WRITTEN TASK: Provide an exact reproduction of every entry.

# START OF DATA FOR PROCESSING

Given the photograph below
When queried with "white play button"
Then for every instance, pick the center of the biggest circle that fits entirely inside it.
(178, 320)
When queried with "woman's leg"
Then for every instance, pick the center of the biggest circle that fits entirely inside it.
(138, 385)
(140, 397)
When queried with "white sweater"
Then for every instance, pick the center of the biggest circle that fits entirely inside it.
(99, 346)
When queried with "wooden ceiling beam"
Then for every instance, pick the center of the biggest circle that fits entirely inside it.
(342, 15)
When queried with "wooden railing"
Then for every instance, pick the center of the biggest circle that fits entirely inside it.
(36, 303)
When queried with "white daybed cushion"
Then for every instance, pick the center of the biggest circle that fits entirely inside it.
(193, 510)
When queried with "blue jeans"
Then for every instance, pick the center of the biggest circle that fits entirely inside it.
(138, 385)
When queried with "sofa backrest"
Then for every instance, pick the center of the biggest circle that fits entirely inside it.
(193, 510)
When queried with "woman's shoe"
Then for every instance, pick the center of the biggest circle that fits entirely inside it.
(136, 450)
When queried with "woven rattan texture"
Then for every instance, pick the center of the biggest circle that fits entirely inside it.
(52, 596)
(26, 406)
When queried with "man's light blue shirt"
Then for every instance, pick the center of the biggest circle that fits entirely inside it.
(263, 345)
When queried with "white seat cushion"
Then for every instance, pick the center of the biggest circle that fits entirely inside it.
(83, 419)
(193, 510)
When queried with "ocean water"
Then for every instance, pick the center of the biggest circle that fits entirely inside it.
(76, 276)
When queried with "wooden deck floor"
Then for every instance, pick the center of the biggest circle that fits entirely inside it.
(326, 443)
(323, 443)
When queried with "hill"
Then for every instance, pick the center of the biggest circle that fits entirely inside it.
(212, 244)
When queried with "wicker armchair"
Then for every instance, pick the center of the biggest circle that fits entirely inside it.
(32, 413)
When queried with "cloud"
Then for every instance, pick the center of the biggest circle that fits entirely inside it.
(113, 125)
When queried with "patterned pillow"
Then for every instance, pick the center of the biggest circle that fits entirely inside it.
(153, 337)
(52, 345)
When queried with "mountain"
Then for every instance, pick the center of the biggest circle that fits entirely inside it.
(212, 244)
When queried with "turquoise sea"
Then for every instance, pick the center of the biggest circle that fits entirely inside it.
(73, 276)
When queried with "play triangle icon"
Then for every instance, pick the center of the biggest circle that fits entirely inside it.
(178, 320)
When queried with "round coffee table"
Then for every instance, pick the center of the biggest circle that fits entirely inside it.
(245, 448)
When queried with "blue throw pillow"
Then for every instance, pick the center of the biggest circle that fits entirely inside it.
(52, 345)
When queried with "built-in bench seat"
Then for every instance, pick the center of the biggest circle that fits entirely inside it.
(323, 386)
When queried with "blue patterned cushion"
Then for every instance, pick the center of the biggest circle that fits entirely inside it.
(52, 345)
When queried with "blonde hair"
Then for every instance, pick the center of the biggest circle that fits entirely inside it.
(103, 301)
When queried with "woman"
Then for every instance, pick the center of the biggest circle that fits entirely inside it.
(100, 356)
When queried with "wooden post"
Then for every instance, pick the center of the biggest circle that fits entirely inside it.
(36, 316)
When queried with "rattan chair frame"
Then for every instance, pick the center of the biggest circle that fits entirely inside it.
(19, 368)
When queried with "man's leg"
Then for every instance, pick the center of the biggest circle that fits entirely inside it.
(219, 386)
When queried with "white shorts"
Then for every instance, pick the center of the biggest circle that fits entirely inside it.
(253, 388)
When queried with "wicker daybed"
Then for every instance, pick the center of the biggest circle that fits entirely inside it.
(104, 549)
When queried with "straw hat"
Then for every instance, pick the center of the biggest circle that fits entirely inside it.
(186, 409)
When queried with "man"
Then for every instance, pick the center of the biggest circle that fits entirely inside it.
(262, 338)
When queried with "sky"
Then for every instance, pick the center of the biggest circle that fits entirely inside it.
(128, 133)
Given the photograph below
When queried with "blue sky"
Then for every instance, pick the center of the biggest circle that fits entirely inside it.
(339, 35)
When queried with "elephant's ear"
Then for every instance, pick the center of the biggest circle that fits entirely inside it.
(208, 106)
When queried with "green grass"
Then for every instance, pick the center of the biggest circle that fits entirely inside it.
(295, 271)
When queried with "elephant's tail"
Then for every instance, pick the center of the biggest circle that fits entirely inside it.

# END OF DATA FOR PROCESSING

ANSWER IN FULL:
Given the photograph below
When queried with "white play button"
Then for every instance, pick the center of the biggest circle that fits entirely inside it.
(178, 320)
When queried with "woman's leg"
Then for every instance, pick the center of the biggest circle that fits entirely inside it.
(138, 385)
(140, 397)
When queried with "white sweater"
Then for every instance, pick the center of the biggest circle that fits entirely inside it.
(99, 346)
When queried with "wooden ceiling beam"
Then for every instance, pick the center of the biggest circle that fits entirely inside it.
(342, 15)
When queried with "wooden railing"
Then for every instance, pick the center of the biggest circle that fits entirely inside it.
(36, 303)
When queried with "white daybed cushion"
Then for every instance, pick the center of the biggest circle that fits entirely inside it.
(193, 510)
When queried with "blue jeans"
Then for every instance, pick the center of the biggest circle that fits entirely inside it.
(138, 385)
When queried with "sofa backrest"
Then for every instance, pick the center of the biggest circle that fits entirely inside it.
(193, 510)
When queried with "woman's shoe"
Then for every instance, pick the center of the biggest circle that fits entirely inside it.
(136, 450)
When queried with "woven rattan texture"
Then for every instance, pick the center of the biggest circle that fits entirely inside it.
(52, 596)
(26, 406)
When queried with "man's light blue shirt"
Then for every instance, pick the center of the biggest circle that fits entirely inside it.
(263, 345)
When queried with "white seat cushion"
Then for every instance, pick the center of the biggest circle that fits entirely inside it.
(83, 419)
(193, 510)
When queried with "ocean water"
Then for every instance, pick the center of the biggest circle that fits entirely inside it.
(76, 276)
When queried with "wooden deck floor"
Then for every instance, pick the center of the biggest circle that fits entirely inside it.
(326, 443)
(323, 443)
When queried with "hill"
Then for every instance, pick the center of the biggest circle that fits entirely inside it.
(212, 244)
When queried with "wicker armchair"
Then for every instance, pick the center of the biggest circle that fits entirely inside it.
(32, 413)
When queried with "cloud"
Then for every instance, pick the center of the biggest circle that fits entirely inside it.
(113, 125)
When queried with "patterned pillow"
Then for every instance, pick the center of the biggest circle that fits entirely inside it.
(153, 337)
(52, 345)
When queried with "mountain"
Then for every instance, pick the center of the biggest circle that fits entirely inside it.
(212, 244)
When queried with "turquoise sea"
Then for every instance, pick the center of the biggest circle that fits entirely inside it.
(73, 276)
When queried with "play triangle icon"
Then for every instance, pick the center of the biggest circle that fits entirely inside it.
(178, 320)
When queried with "round coffee table"
Then for every instance, pick the center of the biggest circle that fits entirely inside it.
(245, 448)
When queried with "blue throw pillow"
Then for every instance, pick the center of the biggest circle that fits entirely inside it.
(52, 345)
When queried with "built-in bench seat"
Then for every instance, pick the center of the biggest circle that fits entirely inside it.
(323, 386)
When queried with "blue patterned cushion"
Then for every instance, pick the center of the biggest circle that fits entirely inside it.
(52, 345)
When queried with "blonde hair"
Then for every instance, pick the center of the biggest circle that fits entirely inside it.
(103, 301)
When queried with "woman"
Then for every instance, pick the center of the biggest circle that fits entirely inside it.
(100, 356)
When queried with "wooden post"
Then for every instance, pick the center of the biggest circle that fits entirely inside it.
(36, 316)
When queried with "rattan chair frame"
Then for every instance, pick the center of the biggest circle that fits entirely inside it.
(19, 368)
When queried with "man's leg"
Then for every instance, pick the center of the biggest circle that fits entirely inside it.
(219, 386)
When queried with "white shorts"
Then for every instance, pick the center of the biggest circle that fits entirely inside it.
(253, 388)
When queried with "wicker daybed"
Then for every instance, pick the center of the biggest circle that fits entirely inside it.
(104, 549)
When queried with "straw hat"
Then for every instance, pick the center of the biggest circle that fits entirely inside it.
(186, 409)
When queried with "man"
Then for every instance, pick the center of the biggest circle that fits entirely inside it.
(262, 338)
When queried with "sky"
Then for every instance, pick the center of the biggest circle that fits entirely inside it.
(128, 133)
Given the photograph below
When queried with "blue sky"
Then for every instance, pick the center of the biggest circle that fits entirely inside it.
(339, 35)
When queried with "elephant's ear"
Then for every instance, pick the center of the biggest circle that fits entirely inside it.
(208, 106)
When queried with "green grass"
Then for every instance, pick the center of the biggest circle that fits entirely inside it.
(295, 271)
When queried with "elephant's tail"
Then for every instance, pick the center of the biggest circle that fits entirely inside it.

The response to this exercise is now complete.